◆ GOAL: Return each line of the items below that includes the string "doorknob", copying the lines unchanged.

··· DATASET RECORDS

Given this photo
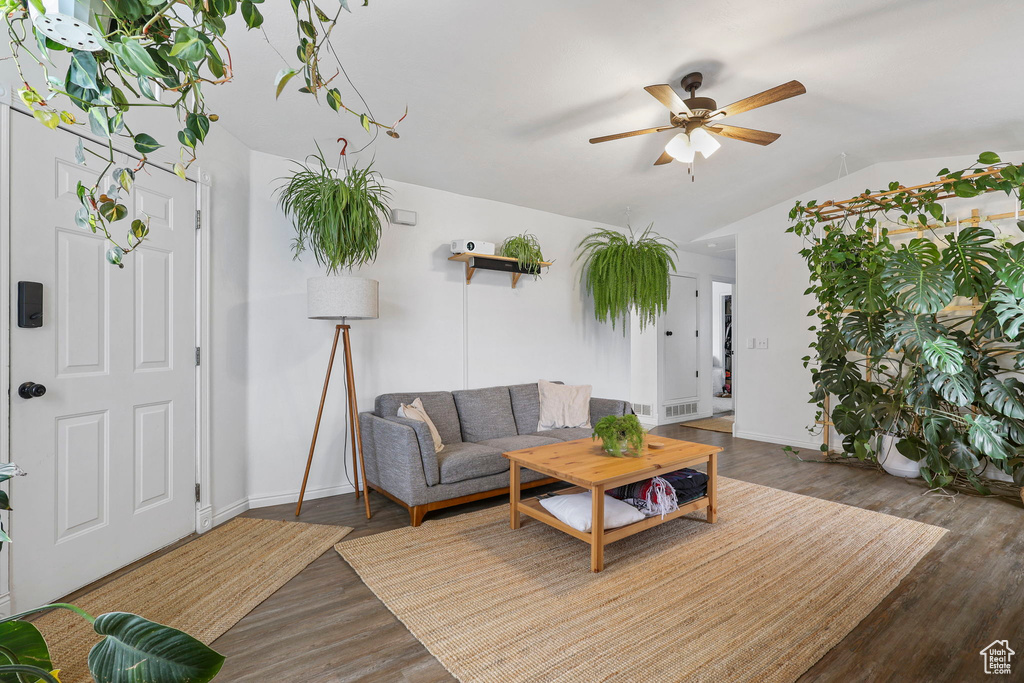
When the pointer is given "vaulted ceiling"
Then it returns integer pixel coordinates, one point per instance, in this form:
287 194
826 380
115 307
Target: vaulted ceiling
503 96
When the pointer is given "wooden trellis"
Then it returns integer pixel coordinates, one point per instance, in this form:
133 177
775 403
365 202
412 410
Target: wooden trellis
868 202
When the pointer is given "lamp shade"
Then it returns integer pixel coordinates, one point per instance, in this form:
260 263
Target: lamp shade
335 297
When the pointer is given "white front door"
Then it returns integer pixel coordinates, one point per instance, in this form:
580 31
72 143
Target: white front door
110 447
679 346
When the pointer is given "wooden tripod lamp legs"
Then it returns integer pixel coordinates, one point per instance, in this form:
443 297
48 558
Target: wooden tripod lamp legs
353 418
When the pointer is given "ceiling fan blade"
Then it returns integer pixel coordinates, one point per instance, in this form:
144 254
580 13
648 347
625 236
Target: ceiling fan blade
778 93
665 94
744 134
616 136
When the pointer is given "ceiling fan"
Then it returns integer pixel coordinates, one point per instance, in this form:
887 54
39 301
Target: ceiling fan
696 117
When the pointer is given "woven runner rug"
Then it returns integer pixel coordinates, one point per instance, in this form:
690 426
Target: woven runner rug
761 595
202 588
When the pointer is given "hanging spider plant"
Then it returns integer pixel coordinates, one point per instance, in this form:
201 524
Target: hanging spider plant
525 249
627 272
337 215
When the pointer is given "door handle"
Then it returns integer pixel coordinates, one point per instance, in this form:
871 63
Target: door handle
31 390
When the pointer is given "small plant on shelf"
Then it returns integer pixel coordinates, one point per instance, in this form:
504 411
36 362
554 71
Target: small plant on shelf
337 216
627 273
525 249
622 435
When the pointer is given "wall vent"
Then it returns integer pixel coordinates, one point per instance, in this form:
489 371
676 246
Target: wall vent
680 410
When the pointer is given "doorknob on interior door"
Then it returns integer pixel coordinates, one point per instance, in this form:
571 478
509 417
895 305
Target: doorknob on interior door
31 390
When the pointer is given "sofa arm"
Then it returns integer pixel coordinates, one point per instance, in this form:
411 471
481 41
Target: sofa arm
428 457
393 460
602 408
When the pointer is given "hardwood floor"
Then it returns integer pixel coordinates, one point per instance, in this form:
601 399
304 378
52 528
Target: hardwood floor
327 626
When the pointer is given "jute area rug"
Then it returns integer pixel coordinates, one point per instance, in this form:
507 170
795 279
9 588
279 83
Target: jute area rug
759 596
712 424
203 588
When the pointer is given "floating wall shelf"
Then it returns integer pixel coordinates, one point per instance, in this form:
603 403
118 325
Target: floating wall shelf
492 262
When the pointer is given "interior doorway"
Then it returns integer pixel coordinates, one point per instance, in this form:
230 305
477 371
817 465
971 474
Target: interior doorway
722 351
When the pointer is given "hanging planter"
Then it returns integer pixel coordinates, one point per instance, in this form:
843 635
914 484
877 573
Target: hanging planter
71 23
626 272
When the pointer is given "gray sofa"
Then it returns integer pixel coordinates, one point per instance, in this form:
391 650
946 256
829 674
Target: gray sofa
476 426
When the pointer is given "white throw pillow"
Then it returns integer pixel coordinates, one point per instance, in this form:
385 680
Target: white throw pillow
563 406
415 411
574 510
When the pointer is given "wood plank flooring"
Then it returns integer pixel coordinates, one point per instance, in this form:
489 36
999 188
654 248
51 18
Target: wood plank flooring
326 625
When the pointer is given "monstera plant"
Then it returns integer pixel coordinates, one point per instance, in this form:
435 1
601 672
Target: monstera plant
118 55
132 649
921 339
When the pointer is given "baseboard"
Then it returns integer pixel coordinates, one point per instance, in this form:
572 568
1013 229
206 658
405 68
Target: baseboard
232 510
775 438
267 500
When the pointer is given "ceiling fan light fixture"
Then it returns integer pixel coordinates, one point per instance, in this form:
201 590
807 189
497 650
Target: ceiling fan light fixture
681 148
701 140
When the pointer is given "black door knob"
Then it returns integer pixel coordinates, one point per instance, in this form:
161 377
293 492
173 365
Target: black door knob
31 390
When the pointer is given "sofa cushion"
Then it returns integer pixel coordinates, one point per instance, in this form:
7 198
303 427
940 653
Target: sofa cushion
526 406
519 441
438 404
567 433
463 461
484 414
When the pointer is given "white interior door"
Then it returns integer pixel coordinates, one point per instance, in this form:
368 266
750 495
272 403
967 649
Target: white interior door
679 345
110 449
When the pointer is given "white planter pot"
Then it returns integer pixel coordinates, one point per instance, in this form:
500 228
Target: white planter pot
70 23
893 461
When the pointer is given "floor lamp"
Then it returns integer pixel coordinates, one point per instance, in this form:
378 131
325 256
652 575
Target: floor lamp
338 298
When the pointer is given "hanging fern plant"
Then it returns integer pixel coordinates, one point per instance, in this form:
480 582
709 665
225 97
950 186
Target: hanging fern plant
336 216
525 249
627 273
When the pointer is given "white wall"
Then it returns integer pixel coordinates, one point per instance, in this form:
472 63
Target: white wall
771 385
645 386
434 332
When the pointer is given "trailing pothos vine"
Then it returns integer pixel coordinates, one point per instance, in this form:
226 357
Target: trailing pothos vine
161 53
921 339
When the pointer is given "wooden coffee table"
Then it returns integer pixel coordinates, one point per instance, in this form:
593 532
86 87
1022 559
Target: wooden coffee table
584 463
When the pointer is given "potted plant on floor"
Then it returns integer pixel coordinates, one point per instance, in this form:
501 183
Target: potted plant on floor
627 273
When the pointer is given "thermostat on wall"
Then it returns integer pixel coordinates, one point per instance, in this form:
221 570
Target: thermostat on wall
403 217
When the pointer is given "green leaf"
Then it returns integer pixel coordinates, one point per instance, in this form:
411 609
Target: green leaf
971 260
137 59
986 435
284 76
136 650
916 280
145 143
1009 310
83 70
24 641
1006 396
1011 268
944 354
251 14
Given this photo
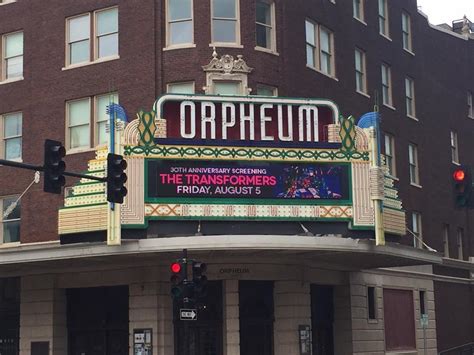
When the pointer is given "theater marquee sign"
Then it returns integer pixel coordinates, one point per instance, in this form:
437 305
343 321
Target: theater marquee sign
246 158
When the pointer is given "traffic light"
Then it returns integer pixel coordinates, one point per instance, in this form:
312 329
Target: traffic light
116 178
462 186
178 279
53 166
199 279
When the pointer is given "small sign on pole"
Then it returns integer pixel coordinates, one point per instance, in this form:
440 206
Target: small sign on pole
187 314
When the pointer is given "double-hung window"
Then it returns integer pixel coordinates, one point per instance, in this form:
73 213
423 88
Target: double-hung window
406 32
410 97
10 217
413 164
92 36
87 121
180 30
265 25
11 56
386 85
454 148
320 48
12 135
360 71
383 18
225 22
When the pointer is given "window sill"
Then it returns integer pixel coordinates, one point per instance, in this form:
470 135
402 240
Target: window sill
228 45
386 37
320 72
360 20
97 61
363 94
409 51
266 50
12 80
390 107
181 46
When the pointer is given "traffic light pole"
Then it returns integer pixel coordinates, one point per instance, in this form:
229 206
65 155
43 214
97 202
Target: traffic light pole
15 164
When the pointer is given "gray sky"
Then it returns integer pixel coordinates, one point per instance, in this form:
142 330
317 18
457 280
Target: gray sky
445 11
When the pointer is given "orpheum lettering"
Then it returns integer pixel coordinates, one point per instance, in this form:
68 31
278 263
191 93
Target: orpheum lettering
249 122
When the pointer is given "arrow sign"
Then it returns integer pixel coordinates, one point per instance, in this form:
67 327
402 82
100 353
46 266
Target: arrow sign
187 314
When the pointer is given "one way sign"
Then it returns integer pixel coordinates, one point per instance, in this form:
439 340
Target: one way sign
187 314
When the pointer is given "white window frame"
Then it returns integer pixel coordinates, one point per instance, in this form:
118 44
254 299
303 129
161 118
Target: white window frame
272 49
470 107
4 59
390 157
407 41
383 18
416 226
410 103
317 50
387 98
361 73
3 220
3 150
454 147
93 39
169 45
359 6
93 123
413 164
237 42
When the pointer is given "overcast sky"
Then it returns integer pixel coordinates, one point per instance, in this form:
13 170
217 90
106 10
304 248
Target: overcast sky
445 11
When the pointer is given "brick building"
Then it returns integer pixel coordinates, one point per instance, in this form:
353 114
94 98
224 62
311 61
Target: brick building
63 63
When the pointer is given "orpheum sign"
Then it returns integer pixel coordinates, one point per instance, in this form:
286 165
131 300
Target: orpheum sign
227 120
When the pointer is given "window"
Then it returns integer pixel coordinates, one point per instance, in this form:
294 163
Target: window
416 229
386 85
10 217
371 303
225 22
460 236
12 135
454 148
181 88
413 162
446 240
81 48
265 24
390 154
410 97
319 48
470 109
383 18
358 9
12 56
87 118
406 32
266 90
361 78
180 29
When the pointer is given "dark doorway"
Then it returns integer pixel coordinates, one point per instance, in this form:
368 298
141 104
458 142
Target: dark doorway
204 335
9 315
322 319
256 317
97 320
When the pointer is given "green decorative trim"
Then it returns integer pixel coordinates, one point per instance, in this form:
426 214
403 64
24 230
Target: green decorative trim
186 152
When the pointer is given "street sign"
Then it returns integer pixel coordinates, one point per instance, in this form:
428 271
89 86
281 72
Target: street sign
187 314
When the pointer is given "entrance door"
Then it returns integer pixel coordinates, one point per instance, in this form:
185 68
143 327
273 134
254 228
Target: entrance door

······

◆ SOLUTION TO THIS PROBLEM:
When the pointer is given "doorknob on interior door"
Target: doorknob on interior door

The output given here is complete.